What you will do:
Collect every line in the entries below that contains the word "shirt", and copy each one in full.

Outline annotation entries
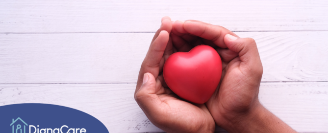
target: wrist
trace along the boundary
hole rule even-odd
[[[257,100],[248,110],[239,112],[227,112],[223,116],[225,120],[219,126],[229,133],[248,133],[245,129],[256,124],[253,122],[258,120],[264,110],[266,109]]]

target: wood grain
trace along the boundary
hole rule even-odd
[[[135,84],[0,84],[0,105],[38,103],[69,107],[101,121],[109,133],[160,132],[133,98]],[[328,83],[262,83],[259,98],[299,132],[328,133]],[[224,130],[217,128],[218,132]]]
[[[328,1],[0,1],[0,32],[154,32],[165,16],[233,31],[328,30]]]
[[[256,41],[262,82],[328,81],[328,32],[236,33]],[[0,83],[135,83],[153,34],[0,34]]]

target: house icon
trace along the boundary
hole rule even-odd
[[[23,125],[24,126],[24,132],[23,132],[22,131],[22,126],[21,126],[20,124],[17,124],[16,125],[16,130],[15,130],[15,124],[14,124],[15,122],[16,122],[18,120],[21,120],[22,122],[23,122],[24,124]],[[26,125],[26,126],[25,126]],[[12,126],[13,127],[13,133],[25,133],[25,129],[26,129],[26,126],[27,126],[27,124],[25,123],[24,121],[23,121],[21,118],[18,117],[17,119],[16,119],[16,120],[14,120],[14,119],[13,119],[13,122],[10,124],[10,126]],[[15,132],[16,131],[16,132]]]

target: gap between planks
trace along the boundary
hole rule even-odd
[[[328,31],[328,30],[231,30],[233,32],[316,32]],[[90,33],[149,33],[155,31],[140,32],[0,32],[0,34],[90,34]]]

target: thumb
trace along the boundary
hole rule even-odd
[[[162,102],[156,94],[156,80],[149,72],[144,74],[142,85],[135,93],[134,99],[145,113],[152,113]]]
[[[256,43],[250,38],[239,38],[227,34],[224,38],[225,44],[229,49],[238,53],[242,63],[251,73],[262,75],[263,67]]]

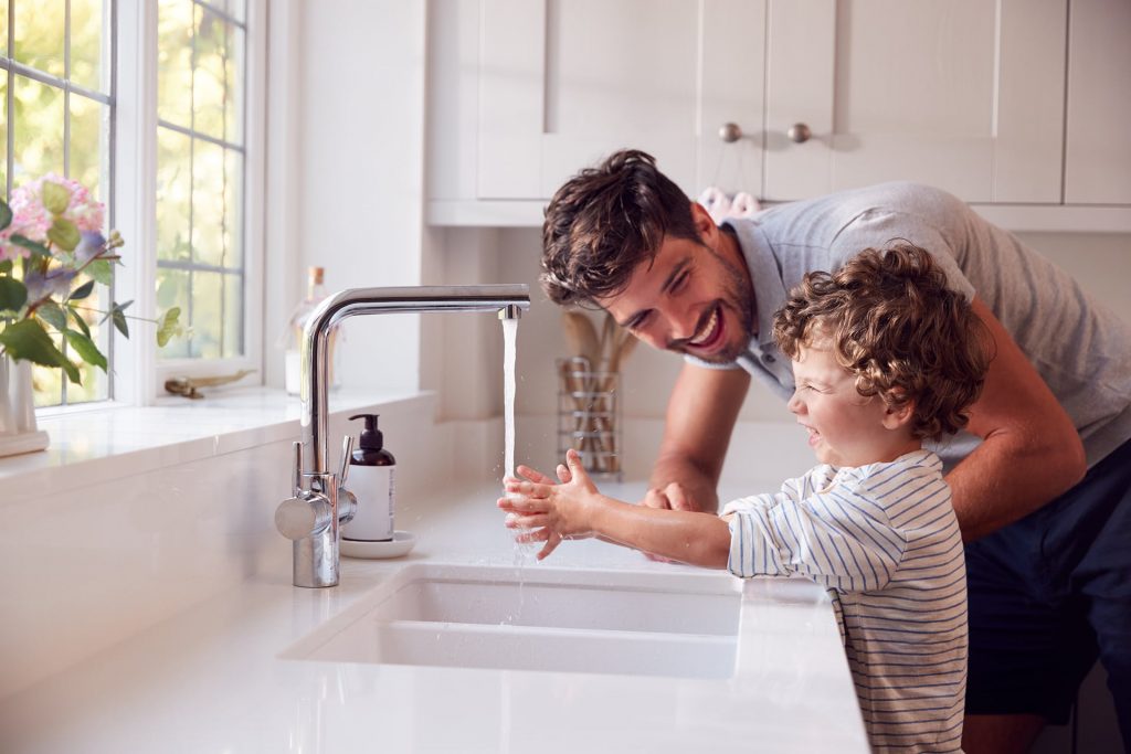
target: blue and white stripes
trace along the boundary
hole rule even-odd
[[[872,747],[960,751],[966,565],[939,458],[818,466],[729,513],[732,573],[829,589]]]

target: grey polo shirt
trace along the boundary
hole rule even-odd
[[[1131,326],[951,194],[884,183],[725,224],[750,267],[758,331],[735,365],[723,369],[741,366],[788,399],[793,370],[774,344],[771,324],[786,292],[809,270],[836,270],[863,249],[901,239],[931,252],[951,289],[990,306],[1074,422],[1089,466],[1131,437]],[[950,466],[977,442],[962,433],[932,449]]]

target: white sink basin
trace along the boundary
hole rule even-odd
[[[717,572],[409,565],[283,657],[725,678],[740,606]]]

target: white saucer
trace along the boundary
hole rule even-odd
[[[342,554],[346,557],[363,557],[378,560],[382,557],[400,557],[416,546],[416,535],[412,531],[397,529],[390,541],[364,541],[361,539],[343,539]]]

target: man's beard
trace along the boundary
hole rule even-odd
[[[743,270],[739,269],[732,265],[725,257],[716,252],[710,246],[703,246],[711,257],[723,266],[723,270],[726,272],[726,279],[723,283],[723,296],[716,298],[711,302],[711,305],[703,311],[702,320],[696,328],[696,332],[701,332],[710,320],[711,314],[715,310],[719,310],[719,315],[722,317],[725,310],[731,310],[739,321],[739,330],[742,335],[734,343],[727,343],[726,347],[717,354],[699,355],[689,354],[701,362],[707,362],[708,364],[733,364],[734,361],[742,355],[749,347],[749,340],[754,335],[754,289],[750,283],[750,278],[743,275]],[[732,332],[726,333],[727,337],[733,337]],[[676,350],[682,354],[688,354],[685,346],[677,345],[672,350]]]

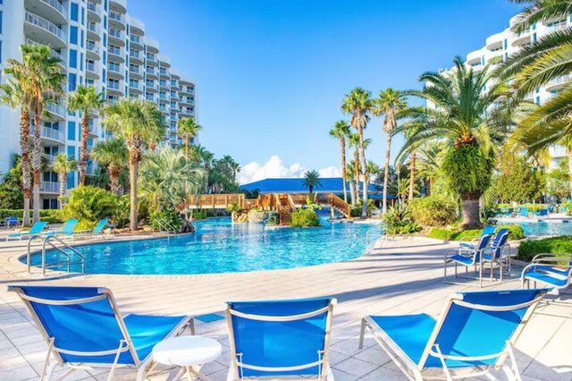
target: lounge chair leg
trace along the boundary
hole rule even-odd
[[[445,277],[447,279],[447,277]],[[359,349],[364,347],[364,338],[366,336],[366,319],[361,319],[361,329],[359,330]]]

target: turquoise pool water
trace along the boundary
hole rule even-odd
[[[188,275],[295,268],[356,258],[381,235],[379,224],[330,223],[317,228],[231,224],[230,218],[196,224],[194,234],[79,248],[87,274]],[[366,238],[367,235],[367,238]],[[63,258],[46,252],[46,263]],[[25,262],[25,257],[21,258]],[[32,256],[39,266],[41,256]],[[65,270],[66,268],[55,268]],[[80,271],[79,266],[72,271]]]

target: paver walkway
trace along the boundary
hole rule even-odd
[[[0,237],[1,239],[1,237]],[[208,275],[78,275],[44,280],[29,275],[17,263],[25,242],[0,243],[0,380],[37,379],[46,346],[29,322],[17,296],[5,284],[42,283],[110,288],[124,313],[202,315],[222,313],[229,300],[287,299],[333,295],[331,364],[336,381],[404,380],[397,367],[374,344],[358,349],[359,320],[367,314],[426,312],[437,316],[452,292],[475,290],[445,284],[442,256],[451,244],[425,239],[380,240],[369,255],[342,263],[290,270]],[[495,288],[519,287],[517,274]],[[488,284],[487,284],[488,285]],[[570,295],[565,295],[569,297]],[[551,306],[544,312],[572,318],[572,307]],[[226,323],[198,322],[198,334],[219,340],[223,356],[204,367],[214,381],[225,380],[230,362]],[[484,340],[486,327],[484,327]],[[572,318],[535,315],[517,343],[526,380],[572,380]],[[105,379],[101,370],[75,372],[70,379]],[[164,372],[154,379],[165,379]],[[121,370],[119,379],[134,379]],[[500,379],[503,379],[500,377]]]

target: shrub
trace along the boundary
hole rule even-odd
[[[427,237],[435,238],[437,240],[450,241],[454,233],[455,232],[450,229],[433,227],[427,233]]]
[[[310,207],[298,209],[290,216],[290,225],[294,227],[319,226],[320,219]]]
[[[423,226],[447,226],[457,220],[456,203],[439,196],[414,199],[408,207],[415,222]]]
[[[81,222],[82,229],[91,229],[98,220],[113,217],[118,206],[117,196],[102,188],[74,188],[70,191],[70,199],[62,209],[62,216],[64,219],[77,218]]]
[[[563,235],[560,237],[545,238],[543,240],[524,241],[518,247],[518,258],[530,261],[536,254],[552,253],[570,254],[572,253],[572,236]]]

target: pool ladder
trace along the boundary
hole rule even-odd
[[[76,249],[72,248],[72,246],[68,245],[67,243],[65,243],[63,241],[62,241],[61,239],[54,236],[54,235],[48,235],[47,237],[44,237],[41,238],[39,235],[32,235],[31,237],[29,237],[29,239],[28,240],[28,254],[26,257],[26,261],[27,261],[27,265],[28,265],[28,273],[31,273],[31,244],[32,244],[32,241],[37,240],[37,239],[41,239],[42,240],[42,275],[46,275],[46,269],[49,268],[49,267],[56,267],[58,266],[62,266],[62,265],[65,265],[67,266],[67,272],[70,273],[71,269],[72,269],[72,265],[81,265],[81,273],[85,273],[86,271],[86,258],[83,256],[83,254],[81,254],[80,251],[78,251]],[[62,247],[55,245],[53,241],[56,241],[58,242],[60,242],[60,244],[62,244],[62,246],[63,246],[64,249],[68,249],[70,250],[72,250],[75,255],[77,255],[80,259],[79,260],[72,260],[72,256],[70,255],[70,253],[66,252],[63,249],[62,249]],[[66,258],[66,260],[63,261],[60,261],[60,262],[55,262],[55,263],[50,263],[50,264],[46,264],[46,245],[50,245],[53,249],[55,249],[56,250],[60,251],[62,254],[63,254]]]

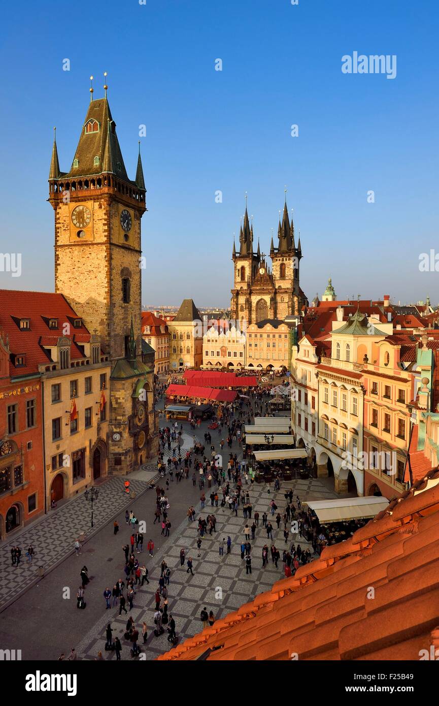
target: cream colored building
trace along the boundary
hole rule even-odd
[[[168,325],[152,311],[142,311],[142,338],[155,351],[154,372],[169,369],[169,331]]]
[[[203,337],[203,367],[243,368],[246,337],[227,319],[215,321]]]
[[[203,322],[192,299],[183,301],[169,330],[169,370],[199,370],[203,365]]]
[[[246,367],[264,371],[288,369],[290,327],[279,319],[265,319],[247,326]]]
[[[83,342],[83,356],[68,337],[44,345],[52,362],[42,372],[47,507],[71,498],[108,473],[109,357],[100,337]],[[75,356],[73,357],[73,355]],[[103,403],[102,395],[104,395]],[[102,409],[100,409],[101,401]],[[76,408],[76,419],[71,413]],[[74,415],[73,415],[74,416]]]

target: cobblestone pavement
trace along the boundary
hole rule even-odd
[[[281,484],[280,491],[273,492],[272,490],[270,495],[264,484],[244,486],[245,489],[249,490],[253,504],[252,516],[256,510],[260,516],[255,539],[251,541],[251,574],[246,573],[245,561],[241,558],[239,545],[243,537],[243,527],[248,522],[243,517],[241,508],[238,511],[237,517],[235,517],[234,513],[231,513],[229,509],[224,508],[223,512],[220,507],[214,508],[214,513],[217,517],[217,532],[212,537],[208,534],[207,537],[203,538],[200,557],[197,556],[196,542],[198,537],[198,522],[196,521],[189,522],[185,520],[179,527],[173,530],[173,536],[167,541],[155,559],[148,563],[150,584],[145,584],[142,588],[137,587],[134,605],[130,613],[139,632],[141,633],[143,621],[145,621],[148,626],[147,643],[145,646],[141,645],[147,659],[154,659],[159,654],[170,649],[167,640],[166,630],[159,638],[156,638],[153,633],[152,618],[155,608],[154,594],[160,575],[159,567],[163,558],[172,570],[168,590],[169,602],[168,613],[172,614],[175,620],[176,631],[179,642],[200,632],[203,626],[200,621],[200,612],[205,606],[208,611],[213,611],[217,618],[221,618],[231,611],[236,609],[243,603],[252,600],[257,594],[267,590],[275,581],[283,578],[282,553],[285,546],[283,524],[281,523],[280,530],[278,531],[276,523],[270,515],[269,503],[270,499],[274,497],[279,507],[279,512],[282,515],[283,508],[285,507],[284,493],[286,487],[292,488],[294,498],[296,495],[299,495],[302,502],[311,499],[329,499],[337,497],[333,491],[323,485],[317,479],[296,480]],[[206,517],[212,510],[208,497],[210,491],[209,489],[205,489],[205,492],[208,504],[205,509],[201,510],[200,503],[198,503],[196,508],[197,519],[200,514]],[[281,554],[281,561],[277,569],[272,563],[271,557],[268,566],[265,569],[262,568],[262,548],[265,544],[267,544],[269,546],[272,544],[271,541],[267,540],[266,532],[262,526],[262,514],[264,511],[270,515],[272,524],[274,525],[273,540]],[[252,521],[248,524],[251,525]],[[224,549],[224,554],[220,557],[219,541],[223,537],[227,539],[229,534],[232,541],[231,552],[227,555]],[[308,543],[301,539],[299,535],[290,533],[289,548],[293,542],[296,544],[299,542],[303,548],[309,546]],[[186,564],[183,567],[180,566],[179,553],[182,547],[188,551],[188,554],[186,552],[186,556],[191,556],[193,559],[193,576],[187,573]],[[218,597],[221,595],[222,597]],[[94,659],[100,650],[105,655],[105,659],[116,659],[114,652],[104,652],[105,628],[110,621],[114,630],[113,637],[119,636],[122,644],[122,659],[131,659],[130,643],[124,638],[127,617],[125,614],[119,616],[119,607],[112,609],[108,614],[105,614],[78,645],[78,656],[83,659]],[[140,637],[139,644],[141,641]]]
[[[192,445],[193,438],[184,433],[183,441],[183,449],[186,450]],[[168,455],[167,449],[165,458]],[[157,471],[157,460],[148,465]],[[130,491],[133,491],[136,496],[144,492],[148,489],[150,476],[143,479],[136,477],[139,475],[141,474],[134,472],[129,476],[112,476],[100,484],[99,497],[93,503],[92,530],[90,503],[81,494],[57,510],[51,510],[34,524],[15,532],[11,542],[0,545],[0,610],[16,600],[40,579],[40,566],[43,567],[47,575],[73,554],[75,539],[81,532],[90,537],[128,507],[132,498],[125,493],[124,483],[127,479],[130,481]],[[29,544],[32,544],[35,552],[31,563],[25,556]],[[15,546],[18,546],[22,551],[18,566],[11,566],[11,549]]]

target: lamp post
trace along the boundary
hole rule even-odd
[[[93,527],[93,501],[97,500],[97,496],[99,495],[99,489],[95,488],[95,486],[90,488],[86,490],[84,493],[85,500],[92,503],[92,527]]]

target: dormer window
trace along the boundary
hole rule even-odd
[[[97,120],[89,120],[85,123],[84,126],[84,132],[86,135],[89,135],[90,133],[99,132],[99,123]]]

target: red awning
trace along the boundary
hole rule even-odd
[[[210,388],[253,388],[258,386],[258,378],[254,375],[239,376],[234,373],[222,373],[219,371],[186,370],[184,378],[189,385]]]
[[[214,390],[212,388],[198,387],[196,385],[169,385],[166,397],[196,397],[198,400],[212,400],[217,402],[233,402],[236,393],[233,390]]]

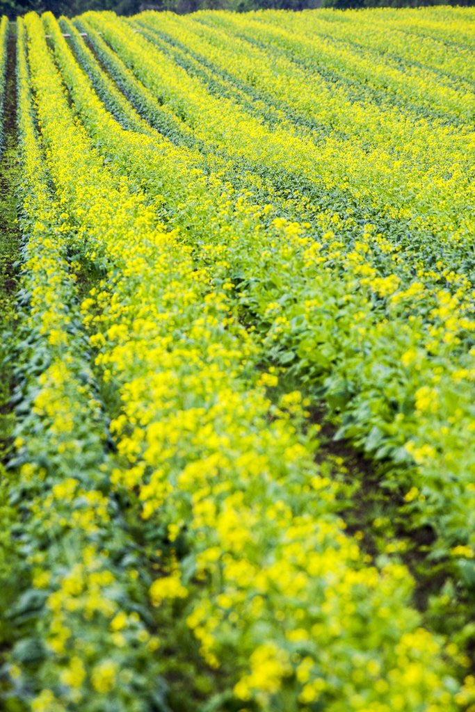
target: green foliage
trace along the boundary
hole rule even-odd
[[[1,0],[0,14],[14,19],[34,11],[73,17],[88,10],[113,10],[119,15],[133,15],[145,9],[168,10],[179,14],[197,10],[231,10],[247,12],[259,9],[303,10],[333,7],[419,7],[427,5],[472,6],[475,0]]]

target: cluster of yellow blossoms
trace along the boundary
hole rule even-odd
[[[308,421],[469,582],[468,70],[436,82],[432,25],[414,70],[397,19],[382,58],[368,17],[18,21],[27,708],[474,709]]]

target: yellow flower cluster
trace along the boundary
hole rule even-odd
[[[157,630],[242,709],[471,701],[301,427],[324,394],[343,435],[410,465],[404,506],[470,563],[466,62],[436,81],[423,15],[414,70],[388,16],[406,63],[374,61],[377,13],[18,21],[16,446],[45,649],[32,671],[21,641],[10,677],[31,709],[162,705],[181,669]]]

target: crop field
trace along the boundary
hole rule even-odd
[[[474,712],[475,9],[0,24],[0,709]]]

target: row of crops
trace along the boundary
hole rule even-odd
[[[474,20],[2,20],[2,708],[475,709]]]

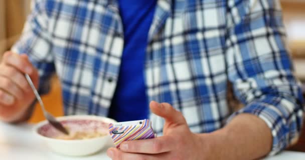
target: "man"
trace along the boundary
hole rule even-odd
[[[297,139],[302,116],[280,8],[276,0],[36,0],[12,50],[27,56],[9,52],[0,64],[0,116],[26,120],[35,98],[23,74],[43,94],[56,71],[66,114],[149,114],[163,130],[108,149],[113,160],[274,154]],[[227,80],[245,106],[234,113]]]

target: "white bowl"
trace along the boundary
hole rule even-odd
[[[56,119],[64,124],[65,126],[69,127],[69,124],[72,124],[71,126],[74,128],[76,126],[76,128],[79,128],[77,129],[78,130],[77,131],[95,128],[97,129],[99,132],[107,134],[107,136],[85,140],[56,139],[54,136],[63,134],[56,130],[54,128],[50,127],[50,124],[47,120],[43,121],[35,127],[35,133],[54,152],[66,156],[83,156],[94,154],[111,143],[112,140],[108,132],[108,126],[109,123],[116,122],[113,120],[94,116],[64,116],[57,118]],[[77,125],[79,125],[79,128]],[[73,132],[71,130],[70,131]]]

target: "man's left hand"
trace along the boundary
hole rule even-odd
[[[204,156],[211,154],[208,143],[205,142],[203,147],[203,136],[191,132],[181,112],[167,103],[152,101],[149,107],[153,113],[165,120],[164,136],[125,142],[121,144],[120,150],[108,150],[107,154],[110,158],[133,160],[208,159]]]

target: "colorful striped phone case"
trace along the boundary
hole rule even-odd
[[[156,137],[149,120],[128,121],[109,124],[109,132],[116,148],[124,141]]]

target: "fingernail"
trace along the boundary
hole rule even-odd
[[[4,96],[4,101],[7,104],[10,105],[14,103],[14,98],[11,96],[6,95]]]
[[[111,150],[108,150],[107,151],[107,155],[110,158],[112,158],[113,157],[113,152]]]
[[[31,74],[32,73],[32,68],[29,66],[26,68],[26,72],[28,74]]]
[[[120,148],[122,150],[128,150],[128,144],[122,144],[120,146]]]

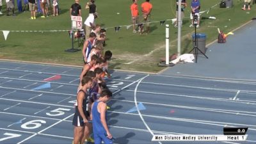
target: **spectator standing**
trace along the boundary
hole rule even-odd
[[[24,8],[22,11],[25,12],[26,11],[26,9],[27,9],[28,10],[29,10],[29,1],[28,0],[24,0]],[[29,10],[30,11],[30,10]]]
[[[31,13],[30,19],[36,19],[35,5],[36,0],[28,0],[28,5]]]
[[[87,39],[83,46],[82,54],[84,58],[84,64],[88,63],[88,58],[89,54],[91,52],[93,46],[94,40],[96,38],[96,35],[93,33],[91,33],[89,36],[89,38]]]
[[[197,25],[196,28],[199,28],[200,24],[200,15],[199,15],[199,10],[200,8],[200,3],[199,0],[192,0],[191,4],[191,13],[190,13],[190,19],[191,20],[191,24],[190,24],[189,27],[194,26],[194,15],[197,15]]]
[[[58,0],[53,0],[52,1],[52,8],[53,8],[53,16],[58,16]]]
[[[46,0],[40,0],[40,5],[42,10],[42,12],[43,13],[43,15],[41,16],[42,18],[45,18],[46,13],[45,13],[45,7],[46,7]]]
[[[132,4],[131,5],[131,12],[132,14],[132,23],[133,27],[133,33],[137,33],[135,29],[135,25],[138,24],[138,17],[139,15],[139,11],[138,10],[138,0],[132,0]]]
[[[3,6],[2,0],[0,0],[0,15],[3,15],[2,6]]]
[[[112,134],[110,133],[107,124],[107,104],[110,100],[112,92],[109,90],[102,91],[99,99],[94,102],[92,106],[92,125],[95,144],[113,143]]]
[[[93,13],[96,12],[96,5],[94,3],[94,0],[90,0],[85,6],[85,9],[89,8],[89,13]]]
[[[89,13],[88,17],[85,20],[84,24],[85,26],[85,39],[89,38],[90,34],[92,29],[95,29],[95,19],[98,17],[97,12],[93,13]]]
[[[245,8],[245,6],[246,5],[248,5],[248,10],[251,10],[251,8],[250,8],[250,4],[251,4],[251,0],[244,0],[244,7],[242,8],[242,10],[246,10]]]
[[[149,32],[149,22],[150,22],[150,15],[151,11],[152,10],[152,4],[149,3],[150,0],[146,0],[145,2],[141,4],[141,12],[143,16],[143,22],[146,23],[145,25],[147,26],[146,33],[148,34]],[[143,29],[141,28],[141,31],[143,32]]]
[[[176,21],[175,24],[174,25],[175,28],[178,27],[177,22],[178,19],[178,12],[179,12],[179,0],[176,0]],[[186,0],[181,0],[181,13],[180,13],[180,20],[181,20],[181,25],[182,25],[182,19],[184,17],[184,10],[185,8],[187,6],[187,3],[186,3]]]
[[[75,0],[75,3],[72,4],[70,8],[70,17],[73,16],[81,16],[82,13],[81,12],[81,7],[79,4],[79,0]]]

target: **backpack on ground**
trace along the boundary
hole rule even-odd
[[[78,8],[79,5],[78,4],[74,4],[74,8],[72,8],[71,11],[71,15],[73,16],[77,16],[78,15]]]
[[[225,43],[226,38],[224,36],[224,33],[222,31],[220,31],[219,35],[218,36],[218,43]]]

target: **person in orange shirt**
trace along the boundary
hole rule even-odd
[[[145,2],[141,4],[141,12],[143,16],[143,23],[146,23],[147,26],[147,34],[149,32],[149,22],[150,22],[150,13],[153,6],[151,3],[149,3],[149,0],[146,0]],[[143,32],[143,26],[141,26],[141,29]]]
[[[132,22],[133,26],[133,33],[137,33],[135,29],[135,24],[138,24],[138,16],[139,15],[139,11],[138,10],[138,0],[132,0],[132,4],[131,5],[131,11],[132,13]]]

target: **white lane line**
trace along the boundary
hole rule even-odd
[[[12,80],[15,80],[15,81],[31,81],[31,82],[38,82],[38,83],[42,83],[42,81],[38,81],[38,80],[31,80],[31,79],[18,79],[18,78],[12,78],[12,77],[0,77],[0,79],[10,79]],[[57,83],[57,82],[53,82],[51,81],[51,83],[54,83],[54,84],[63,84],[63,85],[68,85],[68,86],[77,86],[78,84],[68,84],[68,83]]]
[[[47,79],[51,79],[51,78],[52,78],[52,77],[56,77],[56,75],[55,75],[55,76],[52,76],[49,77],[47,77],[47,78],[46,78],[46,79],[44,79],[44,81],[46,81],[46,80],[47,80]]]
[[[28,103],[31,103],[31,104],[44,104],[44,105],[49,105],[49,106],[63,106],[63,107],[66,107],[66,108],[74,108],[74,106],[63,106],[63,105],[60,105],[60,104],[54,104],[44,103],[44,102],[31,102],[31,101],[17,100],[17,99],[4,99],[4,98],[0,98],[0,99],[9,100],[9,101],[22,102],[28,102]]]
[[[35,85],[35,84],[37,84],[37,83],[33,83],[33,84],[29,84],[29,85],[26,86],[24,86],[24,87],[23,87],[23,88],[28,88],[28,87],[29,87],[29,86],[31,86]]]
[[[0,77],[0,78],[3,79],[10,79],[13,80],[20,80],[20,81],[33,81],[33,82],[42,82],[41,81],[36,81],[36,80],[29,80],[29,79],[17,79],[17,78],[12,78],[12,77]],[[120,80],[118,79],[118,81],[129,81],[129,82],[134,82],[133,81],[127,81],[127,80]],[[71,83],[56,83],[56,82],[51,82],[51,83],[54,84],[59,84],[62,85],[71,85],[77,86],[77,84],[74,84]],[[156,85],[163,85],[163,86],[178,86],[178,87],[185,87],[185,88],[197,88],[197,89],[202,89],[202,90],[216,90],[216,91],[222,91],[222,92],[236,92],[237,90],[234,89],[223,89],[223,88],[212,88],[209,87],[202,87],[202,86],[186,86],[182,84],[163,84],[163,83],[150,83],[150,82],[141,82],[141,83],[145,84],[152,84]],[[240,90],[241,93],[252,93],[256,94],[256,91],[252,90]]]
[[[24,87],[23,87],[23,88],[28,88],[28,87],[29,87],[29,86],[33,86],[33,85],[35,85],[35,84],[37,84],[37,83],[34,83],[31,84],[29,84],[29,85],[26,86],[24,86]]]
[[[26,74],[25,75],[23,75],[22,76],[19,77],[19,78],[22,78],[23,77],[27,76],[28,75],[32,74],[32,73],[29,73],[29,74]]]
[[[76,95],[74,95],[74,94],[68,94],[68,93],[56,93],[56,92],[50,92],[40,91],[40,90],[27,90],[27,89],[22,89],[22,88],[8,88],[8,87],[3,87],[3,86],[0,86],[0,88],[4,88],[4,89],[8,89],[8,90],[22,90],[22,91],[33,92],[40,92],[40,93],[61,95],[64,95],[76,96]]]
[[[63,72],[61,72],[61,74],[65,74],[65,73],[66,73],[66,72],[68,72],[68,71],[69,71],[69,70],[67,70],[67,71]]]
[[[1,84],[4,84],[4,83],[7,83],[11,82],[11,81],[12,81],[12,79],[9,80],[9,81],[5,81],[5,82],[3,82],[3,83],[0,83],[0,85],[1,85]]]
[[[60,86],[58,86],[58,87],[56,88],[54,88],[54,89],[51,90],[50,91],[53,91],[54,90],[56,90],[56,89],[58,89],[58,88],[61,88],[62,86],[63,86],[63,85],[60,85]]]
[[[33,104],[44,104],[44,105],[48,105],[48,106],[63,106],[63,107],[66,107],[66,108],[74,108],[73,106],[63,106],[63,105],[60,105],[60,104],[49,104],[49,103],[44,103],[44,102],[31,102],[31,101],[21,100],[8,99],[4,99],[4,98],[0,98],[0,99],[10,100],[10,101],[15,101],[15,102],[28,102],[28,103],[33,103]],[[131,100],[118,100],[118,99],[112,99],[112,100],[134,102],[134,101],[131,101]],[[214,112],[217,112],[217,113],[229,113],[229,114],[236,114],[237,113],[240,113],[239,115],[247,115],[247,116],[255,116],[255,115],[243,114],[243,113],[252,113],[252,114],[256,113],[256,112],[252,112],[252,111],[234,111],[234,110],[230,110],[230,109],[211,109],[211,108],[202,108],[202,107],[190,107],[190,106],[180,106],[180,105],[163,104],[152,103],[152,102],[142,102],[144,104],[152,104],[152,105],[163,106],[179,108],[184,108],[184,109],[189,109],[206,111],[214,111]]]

The answer:
target: grey polo shirt
target: **person in orange shirt**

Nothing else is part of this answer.